— Start —

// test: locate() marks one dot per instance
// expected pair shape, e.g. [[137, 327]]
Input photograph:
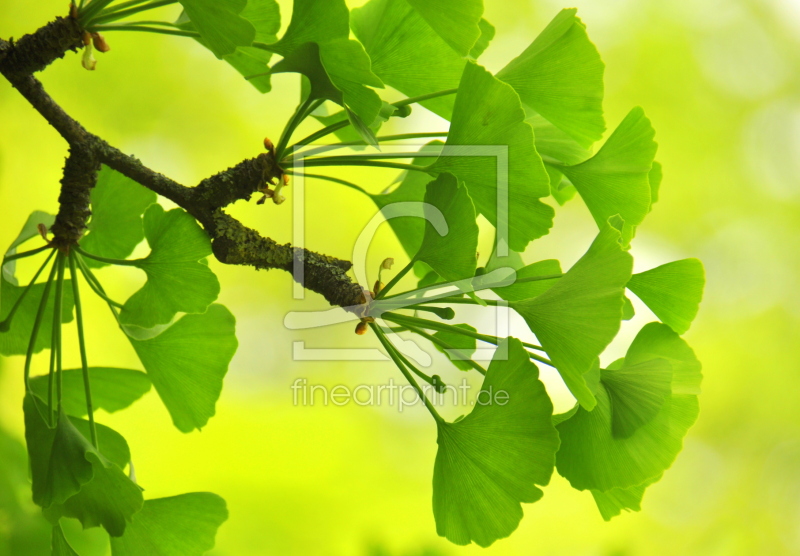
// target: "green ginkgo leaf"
[[450, 242], [616, 179], [115, 228], [411, 192], [183, 525], [317, 45], [177, 280], [612, 502], [109, 500], [457, 347], [187, 363], [59, 545], [673, 291], [522, 290], [637, 393], [488, 132], [580, 314], [560, 76], [220, 24], [407, 53], [112, 389], [456, 21], [490, 461], [593, 457]]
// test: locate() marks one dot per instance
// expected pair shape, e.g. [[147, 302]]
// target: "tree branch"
[[232, 242]]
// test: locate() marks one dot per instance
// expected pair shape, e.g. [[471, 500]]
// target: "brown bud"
[[100, 42]]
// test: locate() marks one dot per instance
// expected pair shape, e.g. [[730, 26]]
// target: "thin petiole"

— End —

Requirement - Rewrite all of the data above with every "one dot" changed to "a single point" and everything else left as it is. Leave the pictures out of the answer.

Answer to this task -
// test: locate() marks a single point per instance
// expected pair shape, e.g. [[137, 327]]
Input photograph:
// target: "green ginkgo leaf"
[[450, 242], [616, 179], [115, 228], [411, 192], [183, 525], [317, 45], [177, 280], [612, 502], [109, 500], [457, 347], [187, 363], [59, 545], [673, 291], [522, 290], [637, 393], [488, 132], [580, 314], [560, 76], [220, 24], [407, 53], [112, 389], [456, 21], [490, 461], [593, 457]]
// test: locate() marks a single point per instance
// expected pair shape, e.g. [[147, 302]]
// target: "tree branch"
[[232, 242]]
// test: locate() marks a single point per instance
// expected pair shape, e.g. [[471, 500]]
// target: "brown bud"
[[100, 42]]
// test: locate() marks a single point per instance
// expected pair shape, e.g. [[730, 26]]
// target: "thin petiole"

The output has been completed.